Work order:
Reproduce exactly the lines from the one containing "Identify one point on each instance of the clasped" through the last line of the records below, both included, and nothing else.

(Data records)
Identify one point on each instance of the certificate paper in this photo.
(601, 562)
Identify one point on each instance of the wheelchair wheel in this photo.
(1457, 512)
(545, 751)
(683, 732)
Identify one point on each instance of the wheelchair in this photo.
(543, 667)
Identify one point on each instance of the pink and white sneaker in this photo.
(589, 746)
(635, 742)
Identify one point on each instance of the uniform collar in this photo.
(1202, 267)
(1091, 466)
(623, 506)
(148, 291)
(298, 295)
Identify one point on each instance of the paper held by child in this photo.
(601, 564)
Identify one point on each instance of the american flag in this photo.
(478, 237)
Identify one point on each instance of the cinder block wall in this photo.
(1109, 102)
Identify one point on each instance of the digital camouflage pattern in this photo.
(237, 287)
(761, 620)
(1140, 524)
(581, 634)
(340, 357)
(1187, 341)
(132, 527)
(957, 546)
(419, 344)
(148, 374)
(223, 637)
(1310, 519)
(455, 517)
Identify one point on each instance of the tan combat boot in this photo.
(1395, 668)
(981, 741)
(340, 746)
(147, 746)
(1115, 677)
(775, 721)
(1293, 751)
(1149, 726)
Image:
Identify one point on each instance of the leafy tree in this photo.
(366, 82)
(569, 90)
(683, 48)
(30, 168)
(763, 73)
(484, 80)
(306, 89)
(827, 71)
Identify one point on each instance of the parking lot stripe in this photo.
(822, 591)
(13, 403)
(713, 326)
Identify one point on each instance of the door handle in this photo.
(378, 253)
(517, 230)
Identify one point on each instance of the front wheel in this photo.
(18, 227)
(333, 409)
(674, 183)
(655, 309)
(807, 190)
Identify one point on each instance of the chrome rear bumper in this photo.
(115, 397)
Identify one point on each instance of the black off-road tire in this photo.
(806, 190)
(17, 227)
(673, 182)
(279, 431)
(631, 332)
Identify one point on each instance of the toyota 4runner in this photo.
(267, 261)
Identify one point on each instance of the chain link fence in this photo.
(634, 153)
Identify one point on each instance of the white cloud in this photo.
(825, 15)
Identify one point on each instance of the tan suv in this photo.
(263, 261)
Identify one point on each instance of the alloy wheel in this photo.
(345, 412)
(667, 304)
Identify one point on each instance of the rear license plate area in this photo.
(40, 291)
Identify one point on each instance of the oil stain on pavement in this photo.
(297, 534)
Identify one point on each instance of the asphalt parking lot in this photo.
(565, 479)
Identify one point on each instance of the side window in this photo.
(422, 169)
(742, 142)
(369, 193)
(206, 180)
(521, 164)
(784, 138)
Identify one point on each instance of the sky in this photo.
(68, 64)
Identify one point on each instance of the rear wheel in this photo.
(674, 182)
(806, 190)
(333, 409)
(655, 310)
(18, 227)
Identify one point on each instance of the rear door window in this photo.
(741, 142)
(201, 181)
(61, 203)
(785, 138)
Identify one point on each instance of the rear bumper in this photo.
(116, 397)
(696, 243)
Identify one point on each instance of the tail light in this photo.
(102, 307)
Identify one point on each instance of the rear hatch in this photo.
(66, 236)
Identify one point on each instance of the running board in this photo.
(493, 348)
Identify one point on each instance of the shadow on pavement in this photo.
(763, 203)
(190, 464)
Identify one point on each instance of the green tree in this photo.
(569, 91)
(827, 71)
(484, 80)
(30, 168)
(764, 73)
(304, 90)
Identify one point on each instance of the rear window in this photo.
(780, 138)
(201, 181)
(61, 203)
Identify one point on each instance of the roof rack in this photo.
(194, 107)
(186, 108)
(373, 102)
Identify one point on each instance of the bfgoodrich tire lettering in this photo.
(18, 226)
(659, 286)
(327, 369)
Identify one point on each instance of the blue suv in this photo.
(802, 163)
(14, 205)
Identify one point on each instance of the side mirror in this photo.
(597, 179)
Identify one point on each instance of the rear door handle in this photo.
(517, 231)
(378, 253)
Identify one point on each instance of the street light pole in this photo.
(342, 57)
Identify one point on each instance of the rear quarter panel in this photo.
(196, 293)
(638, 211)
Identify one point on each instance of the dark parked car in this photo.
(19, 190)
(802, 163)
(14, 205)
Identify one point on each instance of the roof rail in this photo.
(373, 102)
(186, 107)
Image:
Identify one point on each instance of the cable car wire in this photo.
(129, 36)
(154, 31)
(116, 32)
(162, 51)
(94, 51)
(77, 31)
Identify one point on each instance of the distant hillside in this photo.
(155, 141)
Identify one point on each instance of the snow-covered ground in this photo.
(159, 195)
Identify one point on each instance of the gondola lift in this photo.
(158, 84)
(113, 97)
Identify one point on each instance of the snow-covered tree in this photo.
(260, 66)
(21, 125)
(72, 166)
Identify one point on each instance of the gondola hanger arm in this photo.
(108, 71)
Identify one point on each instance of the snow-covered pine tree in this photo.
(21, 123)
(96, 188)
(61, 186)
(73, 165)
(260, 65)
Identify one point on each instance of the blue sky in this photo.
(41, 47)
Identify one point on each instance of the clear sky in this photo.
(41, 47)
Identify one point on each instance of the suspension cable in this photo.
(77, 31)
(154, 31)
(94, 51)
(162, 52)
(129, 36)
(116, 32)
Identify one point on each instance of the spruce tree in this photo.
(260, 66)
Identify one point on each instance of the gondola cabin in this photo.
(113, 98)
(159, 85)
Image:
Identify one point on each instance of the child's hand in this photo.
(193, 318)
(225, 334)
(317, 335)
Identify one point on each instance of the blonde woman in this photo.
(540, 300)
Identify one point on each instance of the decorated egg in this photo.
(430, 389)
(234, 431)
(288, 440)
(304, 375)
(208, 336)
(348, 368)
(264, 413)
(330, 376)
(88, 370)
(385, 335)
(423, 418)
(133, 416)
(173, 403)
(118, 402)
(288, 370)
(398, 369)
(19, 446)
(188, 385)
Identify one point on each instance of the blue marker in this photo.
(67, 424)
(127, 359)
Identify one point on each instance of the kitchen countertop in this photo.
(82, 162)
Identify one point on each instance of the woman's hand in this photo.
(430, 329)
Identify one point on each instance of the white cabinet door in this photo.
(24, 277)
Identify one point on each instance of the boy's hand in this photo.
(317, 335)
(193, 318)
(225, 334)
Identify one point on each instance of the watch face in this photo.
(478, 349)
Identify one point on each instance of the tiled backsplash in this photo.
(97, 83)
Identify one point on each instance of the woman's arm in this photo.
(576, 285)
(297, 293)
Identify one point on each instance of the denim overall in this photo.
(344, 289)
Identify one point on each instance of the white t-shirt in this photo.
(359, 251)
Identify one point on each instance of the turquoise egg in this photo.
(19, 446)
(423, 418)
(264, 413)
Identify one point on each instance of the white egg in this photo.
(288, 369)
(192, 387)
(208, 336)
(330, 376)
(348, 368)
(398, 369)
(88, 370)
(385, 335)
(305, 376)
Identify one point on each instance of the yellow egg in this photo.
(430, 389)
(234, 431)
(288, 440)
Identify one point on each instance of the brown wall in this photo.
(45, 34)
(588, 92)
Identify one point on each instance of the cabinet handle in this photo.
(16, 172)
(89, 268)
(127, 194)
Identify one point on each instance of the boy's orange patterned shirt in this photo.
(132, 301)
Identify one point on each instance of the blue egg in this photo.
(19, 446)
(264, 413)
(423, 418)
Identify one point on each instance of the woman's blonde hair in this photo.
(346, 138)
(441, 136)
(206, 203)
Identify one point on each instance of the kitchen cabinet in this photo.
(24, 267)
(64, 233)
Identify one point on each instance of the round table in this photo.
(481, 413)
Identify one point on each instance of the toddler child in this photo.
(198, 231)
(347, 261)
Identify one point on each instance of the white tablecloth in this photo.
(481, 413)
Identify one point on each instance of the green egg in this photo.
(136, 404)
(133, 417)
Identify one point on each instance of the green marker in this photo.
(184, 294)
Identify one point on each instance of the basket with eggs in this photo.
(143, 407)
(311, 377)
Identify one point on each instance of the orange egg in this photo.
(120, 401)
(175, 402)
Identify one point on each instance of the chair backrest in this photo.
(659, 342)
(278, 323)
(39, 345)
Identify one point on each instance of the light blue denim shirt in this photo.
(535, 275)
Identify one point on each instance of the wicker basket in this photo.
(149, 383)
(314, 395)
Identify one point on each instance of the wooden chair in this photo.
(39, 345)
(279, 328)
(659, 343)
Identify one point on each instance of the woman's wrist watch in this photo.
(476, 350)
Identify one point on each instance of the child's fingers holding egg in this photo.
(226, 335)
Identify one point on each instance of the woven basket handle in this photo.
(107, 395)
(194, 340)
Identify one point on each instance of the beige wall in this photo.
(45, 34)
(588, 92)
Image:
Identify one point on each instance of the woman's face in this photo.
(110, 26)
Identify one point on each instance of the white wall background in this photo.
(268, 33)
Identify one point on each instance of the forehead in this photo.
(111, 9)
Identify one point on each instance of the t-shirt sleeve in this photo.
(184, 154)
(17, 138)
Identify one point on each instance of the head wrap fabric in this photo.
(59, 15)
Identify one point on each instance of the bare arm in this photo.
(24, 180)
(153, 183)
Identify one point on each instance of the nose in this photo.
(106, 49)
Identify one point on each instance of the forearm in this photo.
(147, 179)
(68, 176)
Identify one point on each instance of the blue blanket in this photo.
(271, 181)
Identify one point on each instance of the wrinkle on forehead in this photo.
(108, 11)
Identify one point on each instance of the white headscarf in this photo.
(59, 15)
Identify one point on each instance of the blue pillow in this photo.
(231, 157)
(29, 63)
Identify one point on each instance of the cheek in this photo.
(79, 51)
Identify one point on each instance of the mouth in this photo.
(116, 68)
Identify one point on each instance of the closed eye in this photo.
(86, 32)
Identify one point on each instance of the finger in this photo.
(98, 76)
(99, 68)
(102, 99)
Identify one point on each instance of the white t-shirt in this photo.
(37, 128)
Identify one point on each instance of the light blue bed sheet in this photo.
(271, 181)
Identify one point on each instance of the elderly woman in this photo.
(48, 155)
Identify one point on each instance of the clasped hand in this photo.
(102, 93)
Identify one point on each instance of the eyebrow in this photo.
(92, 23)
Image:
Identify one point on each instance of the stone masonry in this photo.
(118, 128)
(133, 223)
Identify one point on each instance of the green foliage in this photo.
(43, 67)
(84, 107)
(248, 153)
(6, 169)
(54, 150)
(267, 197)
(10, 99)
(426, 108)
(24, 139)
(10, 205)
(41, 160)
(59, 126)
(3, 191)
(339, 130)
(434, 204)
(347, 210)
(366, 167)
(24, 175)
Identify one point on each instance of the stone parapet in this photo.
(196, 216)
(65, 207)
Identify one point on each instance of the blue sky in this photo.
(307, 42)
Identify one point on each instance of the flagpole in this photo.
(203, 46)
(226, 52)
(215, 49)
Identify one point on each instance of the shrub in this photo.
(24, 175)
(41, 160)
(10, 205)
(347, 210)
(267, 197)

Solution:
Identify one point on each instance of the clasped hand in this photo.
(102, 93)
Identify one point on each instance of the eyebrow in this photo.
(92, 23)
Image:
Identify one point on each instance of the stone masonry in this photo.
(118, 128)
(133, 223)
Identify one point on each instance of the green foliage in this photo.
(43, 67)
(84, 107)
(248, 153)
(6, 169)
(54, 150)
(267, 197)
(10, 99)
(426, 108)
(24, 139)
(10, 205)
(41, 160)
(59, 126)
(3, 191)
(339, 130)
(434, 204)
(347, 210)
(366, 167)
(24, 175)
Identify one point on each instance of the stone parapet in this photo.
(196, 216)
(65, 207)
Identify one point on each instance of the blue sky in this photo.
(307, 42)
Identify one point on each instance of the flagpole in this photo.
(203, 46)
(226, 52)
(215, 49)
Identify one point on each instance of the shrub in this photo.
(24, 175)
(41, 160)
(10, 205)
(347, 210)
(267, 197)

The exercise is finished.